Starting at the first line and ending at the line that contains "point(94, 348)", write out every line again, including the ones without coordinates. Shift each answer coordinate by adding 103 to every number in it.

==== RAW DATA ====

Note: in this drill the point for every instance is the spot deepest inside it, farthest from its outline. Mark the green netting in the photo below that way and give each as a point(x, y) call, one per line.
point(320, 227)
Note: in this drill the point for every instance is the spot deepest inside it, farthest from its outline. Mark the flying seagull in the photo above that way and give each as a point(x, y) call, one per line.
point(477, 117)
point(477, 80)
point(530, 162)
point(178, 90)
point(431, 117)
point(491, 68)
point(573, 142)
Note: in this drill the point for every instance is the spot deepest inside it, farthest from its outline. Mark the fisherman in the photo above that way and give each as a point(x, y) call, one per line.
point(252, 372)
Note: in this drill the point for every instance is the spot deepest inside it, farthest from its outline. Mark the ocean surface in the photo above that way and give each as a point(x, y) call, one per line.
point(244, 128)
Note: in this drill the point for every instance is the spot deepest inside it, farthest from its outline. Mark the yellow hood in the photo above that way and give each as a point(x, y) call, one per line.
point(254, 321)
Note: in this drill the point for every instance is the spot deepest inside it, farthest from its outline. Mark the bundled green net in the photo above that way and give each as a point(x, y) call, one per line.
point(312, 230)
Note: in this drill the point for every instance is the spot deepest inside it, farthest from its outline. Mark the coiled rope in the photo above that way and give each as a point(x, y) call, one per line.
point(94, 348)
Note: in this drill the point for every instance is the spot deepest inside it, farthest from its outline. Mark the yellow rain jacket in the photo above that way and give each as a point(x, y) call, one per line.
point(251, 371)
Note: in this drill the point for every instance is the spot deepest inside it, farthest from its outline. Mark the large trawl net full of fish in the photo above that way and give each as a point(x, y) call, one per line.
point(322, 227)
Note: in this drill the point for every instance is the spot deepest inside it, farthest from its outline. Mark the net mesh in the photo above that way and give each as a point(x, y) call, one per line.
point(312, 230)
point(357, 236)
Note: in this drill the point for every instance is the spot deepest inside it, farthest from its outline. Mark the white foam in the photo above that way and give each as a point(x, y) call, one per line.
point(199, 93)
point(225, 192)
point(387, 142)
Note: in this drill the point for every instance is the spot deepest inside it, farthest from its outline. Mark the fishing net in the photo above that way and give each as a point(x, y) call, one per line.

====

EXERCISE RESPONSE
Note: in this drill the point for every instance is the spot deepest inside it, farthest from its outline. Mark the green netting in the photo below that way and give each as a point(x, y) call, one per line.
point(423, 330)
Note: in this drill the point for every instance is the spot deepest inside it, farthest from its outline. Mark the flying seagull in the photo above that way and give each as a point(x, y) call, one per line.
point(580, 220)
point(580, 183)
point(633, 265)
point(281, 193)
point(534, 220)
point(594, 171)
point(676, 245)
Note: in this drill the point for every instance is the spot deepest inside it, farthest from its outline. Mark the fisherman in the photo above that way and give each as a point(x, y) call, one per line.
point(355, 475)
Note: in this drill the point for every instance is the spot deepest inside it, farthest from its outline. Mark the ocean surface in the photo above that way and give each as a point(x, y) call, one per line.
point(347, 231)
Note: in this drill the point for every instance is the spot deepest inside it, farthest from its outline. Mark the yellow hood in the photo above that way and give each as a point(x, y) call, one per line.
point(357, 424)
Note: in this drill the point for every instance is the spot deepest inside it, farthest from its outline. Mark the bundled green net in the photo above that way and give each as a point(x, y) call, one per line.
point(415, 333)
Note: in this drill the point for every instance is the spot deepest inside it, farthest from its outline. Mark the coiled rope in the photo above that way and give each as a point(x, y) call, one per line.
point(197, 451)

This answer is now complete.